►

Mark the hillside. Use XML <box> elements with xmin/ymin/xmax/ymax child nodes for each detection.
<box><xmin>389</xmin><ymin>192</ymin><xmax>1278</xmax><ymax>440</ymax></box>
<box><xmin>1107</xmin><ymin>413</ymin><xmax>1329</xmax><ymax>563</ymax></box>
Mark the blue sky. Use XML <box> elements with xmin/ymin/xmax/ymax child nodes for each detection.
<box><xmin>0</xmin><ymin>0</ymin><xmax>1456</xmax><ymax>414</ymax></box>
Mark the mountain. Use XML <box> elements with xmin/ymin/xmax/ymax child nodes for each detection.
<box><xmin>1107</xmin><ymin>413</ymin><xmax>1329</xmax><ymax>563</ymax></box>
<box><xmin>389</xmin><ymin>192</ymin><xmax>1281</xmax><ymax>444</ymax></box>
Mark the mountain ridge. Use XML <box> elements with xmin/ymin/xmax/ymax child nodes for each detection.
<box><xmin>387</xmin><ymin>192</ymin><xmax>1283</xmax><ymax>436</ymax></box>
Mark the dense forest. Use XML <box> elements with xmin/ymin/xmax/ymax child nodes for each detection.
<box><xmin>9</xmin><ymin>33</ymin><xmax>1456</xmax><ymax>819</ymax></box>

◄

## [Task instructions]
Can you output all of the records above as a two-column CSV with the headers "prompt" and "output", one row per record, where each record's text and its answer sit in a single quoted field and every line break becomes a space?

## [Solved exercise]
prompt,output
"Mark the hillside. Use XML <box> elements with xmin/ymin/xmax/ymax child nodes for each detection.","<box><xmin>389</xmin><ymin>192</ymin><xmax>1278</xmax><ymax>440</ymax></box> <box><xmin>1107</xmin><ymin>413</ymin><xmax>1329</xmax><ymax>563</ymax></box>"
"Mark the blue sky. Use XML <box> elements with xmin/ymin/xmax/ymax child nodes for each detection.","<box><xmin>0</xmin><ymin>0</ymin><xmax>1456</xmax><ymax>414</ymax></box>"
"Mark the mountain. Use XML <box> elements with xmin/ymin/xmax/ymax child nodes for each detection.","<box><xmin>1107</xmin><ymin>413</ymin><xmax>1329</xmax><ymax>563</ymax></box> <box><xmin>389</xmin><ymin>192</ymin><xmax>1281</xmax><ymax>444</ymax></box>"
"Mark the mountain ridge. Use XML <box> elements with xmin/ymin/xmax/ymax child nodes for each detection.","<box><xmin>387</xmin><ymin>192</ymin><xmax>1283</xmax><ymax>436</ymax></box>"
"Mark the dense forest. Use XML <box> elements with xmin/ymin/xmax/ymax child nodes for each detection.","<box><xmin>9</xmin><ymin>33</ymin><xmax>1456</xmax><ymax>819</ymax></box>"